■ **What you are asked to do**: Copy the material below exactly, but only from the line with "Now draw the" onward, the final line included.

■ **Materials provided**:
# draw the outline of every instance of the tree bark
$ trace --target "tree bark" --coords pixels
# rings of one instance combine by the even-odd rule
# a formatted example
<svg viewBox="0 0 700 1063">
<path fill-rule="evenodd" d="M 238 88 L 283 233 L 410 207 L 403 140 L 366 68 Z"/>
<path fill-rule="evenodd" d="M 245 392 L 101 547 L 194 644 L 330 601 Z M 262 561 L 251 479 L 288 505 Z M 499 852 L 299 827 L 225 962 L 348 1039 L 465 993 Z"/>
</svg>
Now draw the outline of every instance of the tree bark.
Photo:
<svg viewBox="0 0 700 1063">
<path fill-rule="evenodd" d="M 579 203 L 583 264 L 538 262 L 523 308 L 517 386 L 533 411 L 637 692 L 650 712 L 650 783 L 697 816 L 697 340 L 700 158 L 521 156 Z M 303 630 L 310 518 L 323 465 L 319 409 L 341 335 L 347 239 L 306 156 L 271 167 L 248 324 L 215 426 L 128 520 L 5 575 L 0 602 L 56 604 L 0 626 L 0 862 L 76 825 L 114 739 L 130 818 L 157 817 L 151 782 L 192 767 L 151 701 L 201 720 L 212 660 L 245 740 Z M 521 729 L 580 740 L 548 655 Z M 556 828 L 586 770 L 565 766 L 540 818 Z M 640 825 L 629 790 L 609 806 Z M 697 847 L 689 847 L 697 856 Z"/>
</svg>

■ **Task answer**:
Now draw the outline of every instance of the tree bark.
Photo:
<svg viewBox="0 0 700 1063">
<path fill-rule="evenodd" d="M 579 203 L 583 264 L 538 262 L 523 308 L 517 386 L 533 411 L 637 692 L 650 712 L 650 783 L 697 816 L 697 340 L 700 158 L 521 156 Z M 303 630 L 310 518 L 323 465 L 319 409 L 341 335 L 347 239 L 306 156 L 271 167 L 248 324 L 215 426 L 128 520 L 5 575 L 0 602 L 56 604 L 0 626 L 0 862 L 76 825 L 114 739 L 130 818 L 157 817 L 151 782 L 192 767 L 151 701 L 201 720 L 212 660 L 245 740 Z M 521 729 L 580 740 L 548 655 Z M 556 828 L 586 770 L 565 766 L 540 818 Z M 640 825 L 629 790 L 609 806 Z M 697 847 L 689 847 L 697 856 Z"/>
</svg>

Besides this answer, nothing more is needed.